1. «O animal corre, e passa, e morre. E é o grande frio. / É o
grande frio da noite, é a escuridão. / O pássaro voa, e passa, e morre. E é o
grande frio. / É o grande frio da noite, é a escuridão. / O peixe nada, e
passa, e morre. / E é o grande frio. / É o grande frio da noite, é a escuridão.
/ O homem come, e dorme, e morre. E é o grande frio. / É o grande frio da
noite, é a escuridão. / Acende-se o céu, apagam-se os olhos, resplandece a
estrela. / E aqui em baixo é o frio, e lá no alto é a luz. / Passou o homem,
desfez-se a sombra, libertou-se o cativo. / Vem, espírito, vem, por ti
chamamos.»[1]
O autor dos Actos dos Apóstolos
diz que quando chegou o dia de Pentecostes – isto é, cinquenta dias depois da
Páscoa – estavam todos os discípulos reunidos no mesmo lugar. Como disse na
crónica do Domingo passado, se nada acontecesse de novo, continuava ali uma
Igreja na sua prisão de medo, de gente pasmada, fiéis a um judaísmo tradicional,
o judaísmo da fidelidade à letra que mata, e às interpretações infinitas do
mesmo. Os Actos falam de algo insólito. Uma rajada de vento e línguas de fogo. O
que teria sido aquilo? Estamos perante representações simbólicas.
Segundo uma narrativa antiga, a
diversidade de línguas era fruto de uma maldição divina[2]. Era deus que não queria
que os povos se entendessem, não fossem eles unirem-se contra ele. Um deus
assustado com a criatividade humana.
Os factos até pareciam comprovar
essa suspeita. O Pentecostes veio mostrar que era uma suspeita infundada. O que
o Espírito de Deus mais deseja é o entendimento de todos os povos, sem anular a
originalidade de cada um. Não lhe agrada a unicidade linguística, nem qualquer
outra que tente dominar as possibilidades originais de cada povo. A dominação
globalizada é a antítese do Espírito do Evangelho. Sempre que na Historia o
nome de Cristo foi usado para impor uma cultura ou uma religião, traiu o que há
de mais genuíno no Espírito de Pentecostes.
Existem, certamente, cidades que
são património da humanidade, a diversos títulos. Entre nós, é comum referir-se
a Jerusalém, a Atenas e a Roma como símbolos de uma cultura que soube unir, sem
confundir, a religião, a razão e o direito. Sabemos que nunca foi uma história
pacífica e linear. Mas aquilo que deve mover os cristãos é o espírito de
convergência e não de arrogância. A distinção entre a fé, a razão e o direito
deve permitir a sua coabitação pacífica, colaborante. Não existe, para os
cristãos, cidades e povos mais santos, uns do que os outros. Podemos e devemos
rezar pela paz, mas também trabalhar pelo desenvolvimento da razão e do direito
se queremos que a religião, a razão e o direito não sirvam para o que há de mais
torto no mundo, a dominação dos mais fortes sobre os mais fracos.

______________________________

- OBJETIVO -
Liste todos os seres que, no poema que abre o texto sobre o Pentecostes, morrem.

______________________________

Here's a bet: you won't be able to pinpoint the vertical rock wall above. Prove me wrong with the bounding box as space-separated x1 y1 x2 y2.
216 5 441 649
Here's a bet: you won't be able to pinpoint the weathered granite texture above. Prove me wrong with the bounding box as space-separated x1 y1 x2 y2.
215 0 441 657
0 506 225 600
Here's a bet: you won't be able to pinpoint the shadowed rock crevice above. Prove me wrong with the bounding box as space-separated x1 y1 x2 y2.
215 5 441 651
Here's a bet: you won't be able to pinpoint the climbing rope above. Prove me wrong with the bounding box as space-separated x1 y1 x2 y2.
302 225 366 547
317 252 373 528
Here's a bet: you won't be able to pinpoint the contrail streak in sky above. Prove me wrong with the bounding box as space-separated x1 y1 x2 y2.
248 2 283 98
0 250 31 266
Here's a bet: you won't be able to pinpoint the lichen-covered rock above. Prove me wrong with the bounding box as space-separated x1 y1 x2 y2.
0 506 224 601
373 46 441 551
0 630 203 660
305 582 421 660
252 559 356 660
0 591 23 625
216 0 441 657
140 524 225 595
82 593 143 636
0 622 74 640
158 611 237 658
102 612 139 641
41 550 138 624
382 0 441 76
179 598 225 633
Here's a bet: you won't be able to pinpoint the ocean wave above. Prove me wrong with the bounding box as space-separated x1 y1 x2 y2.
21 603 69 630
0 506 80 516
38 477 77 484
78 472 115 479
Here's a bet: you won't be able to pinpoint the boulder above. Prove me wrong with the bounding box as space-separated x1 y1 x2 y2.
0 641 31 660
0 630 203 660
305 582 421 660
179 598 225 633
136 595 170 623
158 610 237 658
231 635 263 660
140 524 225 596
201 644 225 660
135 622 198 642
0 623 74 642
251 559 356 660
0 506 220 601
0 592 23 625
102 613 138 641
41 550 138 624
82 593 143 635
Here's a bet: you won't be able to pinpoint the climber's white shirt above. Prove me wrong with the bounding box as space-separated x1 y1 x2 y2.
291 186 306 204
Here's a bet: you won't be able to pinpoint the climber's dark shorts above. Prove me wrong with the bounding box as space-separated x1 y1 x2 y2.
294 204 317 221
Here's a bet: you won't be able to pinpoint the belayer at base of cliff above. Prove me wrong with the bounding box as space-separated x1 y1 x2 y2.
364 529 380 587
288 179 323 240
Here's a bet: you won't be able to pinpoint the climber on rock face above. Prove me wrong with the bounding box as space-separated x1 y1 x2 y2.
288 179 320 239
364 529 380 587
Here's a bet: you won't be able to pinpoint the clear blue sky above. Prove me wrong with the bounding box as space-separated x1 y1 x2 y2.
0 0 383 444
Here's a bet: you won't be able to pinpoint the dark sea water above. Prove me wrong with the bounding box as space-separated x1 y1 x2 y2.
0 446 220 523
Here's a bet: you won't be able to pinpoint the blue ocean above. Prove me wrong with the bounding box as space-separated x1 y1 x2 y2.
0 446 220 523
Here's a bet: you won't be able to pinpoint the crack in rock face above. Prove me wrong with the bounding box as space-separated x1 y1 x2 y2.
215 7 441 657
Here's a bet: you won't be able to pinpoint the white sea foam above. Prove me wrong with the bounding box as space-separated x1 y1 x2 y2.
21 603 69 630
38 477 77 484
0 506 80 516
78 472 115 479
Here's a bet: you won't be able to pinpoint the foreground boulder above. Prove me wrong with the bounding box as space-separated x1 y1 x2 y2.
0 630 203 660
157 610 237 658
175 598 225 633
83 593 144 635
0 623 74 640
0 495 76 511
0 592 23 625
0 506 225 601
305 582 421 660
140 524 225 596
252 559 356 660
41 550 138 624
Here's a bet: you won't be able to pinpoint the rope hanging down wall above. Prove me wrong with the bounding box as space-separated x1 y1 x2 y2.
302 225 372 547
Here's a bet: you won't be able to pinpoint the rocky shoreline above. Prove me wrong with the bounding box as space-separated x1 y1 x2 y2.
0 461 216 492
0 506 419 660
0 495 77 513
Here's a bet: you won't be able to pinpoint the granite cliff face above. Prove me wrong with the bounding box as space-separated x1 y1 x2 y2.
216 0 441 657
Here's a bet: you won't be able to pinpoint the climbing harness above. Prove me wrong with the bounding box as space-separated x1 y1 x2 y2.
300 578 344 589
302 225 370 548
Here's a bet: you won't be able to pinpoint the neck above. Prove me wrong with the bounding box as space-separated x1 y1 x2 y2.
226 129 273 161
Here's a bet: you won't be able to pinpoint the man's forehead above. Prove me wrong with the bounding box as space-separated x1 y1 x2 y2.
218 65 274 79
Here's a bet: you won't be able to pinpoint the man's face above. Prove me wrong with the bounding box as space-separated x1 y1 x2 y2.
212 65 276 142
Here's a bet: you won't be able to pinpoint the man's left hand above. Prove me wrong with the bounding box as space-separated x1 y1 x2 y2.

______________________________

- RESPOSTA -
O animal, o pássaro, o peixe e o homem.